▶ _EXCERPT PROVIDED_:
--- Begin ---
# Background Photo



## Katkoota (Feb 18, 2006)

What's your current background photo? 
I normally rotate my computer's background every now and then, but I notice that I had this one (attached to thread photo) for the longest and I think I am gonna keep it for a little more. 
There is something about Monkey that just steals my heart :wub: I think it is his crazy , but fun personality. 
On the other hand, in this photo, you can see Monkey's angel-side :wub:












Sent from Kat's iPhone


----------



## Lynzodolly (Sep 15, 2012)

He is sooo gorgeous what beautiful black nose and eyes !


----------



## Katkoota (Feb 18, 2006)

Lynzodolly said:


> He is sooo gorgeous what beautiful black nose and eyes !


Awwh thanks! He is my first maltese and the one who introduced me and made me love this breed due to his personality :wub: 




Sent from Kat's iPhone


----------



## Furbabies mom (Jul 25, 2011)

Aww look at that little face, just like an angel.


----------



## Katkoota (Feb 18, 2006)

Furbabies mom said:


> ..., just like an angel.


... Until you see him 'act' LOL

Yesterday, Crystal was running my way (trying to hide away from Snowy who was forcing a game of wrestle) at some point of the chase, he took a grab of her tail trying to stop her until she reached my arm... 



Sent from Kat's iPhone


----------



## maltese#1fan (Feb 20, 2012)

I have a picture of Heidi as my background on my computer. I haven't had the heart to change it since she passed.

Here's my pretty girl....


----------



## hoaloha (Jan 27, 2012)

Snowy is a fun and spunky angel :wub: That's a great photo of him! something about those eyes :heart: Hope you're doing well, Kat! 

Is Lenny still with you guys, btw? I noticed him off your siggie pic?


----------



## Snowbody (Jan 3, 2009)

Kat - I wish I had Snowy as my cover page on FB. :wub::wub: He's so handsome that he would make me smile every time I looked at the screen. :chili:
It's funny but the background I have is an earlier shot of the Time Warner background of stars for Christmas. I keep it up all year round because it's very colorful and makes me happy I change my FB cover shot very often depending on what I've been doing, what I've shot recently and time of year, etc. Here's the background/screen saver shot I use that I shot a few snowy years ago


----------



## michellerobison (Dec 17, 2009)

Mine is Amy my little black cocker, sleeping on the couch on her bunny.... all my babies are special but she was extra special. I put it put when I got my computer and haven't changed it since and she's been gone 9 years on Dec 2nd.......
I don't have the heart to change it either...


----------



## Katkoota (Feb 18, 2006)

maltese#1fan said:


> I have a picture of Heidi as my background on my computer. I haven't had the heart to change it since she passed.
--- End ---
▶ _SHORT PROBLEM A_:
In the background photo thread, what is the name of the little black cocker on michellerobison's computer background?
▶ _SHORT PROBLEM B_:
Write out the background photo thread from "## hoaloha (Jan" up to and including "doing well, Kat!".

(Point-based annotation data)
--- Begin ---
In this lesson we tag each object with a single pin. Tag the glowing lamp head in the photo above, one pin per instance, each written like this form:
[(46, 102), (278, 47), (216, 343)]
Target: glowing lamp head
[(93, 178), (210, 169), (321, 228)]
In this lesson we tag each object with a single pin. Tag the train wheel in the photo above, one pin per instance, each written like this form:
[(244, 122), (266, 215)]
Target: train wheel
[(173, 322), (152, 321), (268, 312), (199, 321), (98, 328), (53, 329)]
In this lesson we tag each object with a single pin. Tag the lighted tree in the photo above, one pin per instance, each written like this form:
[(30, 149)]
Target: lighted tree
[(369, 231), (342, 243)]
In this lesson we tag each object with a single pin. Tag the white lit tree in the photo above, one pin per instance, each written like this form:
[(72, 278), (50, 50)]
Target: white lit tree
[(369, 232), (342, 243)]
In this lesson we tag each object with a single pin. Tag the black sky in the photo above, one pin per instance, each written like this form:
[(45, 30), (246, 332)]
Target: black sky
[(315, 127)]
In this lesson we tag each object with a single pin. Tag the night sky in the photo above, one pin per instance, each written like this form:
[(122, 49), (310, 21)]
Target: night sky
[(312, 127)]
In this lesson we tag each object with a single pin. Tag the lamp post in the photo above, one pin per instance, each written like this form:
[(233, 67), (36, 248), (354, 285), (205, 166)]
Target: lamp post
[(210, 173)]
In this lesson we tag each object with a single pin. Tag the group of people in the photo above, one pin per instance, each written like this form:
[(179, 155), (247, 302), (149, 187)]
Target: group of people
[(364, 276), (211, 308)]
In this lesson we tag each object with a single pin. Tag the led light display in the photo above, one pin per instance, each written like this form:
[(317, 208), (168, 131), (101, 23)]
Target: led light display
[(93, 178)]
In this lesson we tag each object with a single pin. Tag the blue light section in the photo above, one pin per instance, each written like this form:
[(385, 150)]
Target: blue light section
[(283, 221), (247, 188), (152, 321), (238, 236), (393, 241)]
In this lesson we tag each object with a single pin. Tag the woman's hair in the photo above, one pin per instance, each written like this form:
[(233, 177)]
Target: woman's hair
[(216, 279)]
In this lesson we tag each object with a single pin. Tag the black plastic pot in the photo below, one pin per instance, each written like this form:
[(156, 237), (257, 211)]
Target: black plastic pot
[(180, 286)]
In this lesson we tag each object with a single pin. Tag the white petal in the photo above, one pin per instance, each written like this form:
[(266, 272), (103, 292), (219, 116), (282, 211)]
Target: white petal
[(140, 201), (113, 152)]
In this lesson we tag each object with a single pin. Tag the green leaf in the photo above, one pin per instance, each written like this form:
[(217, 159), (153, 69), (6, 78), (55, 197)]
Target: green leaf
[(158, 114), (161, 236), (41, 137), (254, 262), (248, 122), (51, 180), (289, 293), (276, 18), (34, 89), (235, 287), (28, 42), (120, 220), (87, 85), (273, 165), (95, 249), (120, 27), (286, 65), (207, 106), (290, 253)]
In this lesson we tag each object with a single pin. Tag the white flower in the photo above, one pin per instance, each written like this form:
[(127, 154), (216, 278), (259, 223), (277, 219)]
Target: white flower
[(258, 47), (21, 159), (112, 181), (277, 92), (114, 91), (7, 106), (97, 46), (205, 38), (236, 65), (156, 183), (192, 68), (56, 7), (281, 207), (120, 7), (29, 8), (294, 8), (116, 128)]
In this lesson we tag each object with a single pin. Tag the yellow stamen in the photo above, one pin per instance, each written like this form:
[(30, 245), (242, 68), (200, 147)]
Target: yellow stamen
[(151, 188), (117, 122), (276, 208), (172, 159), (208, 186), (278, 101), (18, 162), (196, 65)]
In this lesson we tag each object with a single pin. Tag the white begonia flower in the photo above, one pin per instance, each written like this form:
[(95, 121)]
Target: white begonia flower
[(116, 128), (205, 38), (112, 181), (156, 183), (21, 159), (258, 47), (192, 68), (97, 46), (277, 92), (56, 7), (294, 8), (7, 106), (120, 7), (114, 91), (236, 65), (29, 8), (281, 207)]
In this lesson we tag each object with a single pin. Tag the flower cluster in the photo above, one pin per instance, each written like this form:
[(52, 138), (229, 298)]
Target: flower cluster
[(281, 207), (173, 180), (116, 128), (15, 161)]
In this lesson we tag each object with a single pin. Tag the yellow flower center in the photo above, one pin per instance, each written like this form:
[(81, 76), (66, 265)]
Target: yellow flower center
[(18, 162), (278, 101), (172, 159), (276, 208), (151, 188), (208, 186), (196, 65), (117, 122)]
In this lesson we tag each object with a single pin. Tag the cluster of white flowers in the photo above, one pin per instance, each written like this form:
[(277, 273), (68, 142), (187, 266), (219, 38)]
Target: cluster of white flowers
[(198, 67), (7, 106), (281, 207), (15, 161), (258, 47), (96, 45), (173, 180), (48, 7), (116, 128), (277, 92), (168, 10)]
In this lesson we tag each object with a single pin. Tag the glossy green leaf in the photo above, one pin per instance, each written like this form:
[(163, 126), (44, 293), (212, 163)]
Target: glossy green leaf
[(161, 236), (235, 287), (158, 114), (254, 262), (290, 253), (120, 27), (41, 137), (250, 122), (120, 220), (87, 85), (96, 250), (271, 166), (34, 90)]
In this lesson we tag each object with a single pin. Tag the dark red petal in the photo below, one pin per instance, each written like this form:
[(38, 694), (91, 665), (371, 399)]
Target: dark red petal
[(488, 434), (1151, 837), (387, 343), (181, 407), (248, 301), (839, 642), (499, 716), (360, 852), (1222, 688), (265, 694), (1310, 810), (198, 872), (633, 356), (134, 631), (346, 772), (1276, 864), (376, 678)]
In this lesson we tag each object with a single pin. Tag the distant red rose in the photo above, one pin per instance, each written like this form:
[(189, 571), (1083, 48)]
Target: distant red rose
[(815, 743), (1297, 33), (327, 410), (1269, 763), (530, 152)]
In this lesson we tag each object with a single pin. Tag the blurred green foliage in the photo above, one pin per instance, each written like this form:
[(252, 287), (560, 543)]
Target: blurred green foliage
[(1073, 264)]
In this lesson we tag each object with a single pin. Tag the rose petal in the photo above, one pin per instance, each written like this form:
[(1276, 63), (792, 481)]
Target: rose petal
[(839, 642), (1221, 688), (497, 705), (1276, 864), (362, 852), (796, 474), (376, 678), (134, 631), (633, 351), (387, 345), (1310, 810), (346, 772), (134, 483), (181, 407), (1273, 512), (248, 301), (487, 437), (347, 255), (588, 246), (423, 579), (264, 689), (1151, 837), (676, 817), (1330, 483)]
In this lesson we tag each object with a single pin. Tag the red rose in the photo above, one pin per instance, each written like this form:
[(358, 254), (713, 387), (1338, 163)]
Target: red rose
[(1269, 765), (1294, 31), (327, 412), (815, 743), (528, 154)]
--- End ---
▶ _TASK RESPONSE A_:
Amy

▶ _TASK RESPONSE B_:
## hoaloha (Jan 27, 2012)

Snowy is a fun and spunky angel :wub: That's a great photo of him! something about those eyes :heart: Hope you're doing well, Kat!